───── Data extracts

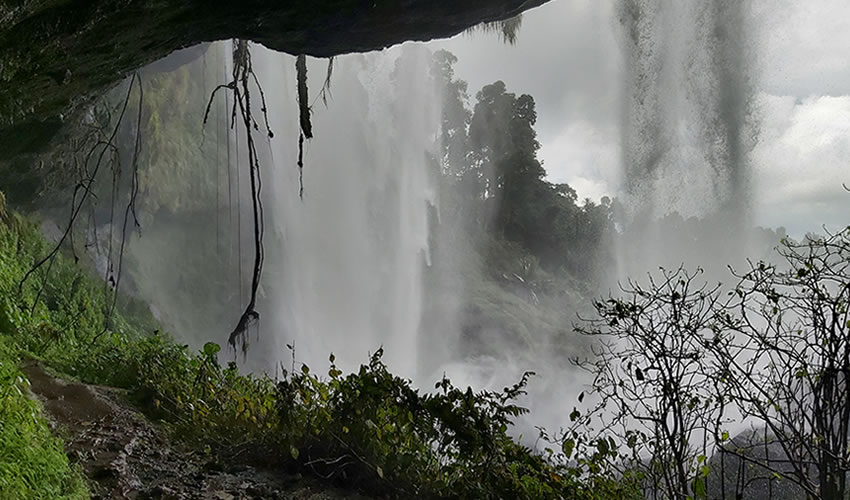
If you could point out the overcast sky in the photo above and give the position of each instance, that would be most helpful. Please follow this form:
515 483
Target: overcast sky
568 57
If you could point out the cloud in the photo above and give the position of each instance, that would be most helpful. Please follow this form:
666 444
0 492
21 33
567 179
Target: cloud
802 46
566 56
801 162
586 156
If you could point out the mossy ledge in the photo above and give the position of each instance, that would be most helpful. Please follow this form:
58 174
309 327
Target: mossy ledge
54 54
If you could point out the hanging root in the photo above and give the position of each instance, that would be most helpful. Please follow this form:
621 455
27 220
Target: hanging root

──────────

Task ▸ Filter on the word "would": copy each matching line from the entries above.

Answer space ▸
If you could point out the overcast sky in the photo above and give the position of each instance, that would be most helpful. Please follow this form:
If you could point out the cloud in the photo above and give the position of each instance, that would be most helpful. Please follow this form:
If you could point out the mossy ledge in the photo above and give the position of each instance, that would be most helpful. Please follow this form:
If you could point out the hanging root in the photo above and give the position of each instance, that would be most helpful. Please follow this form:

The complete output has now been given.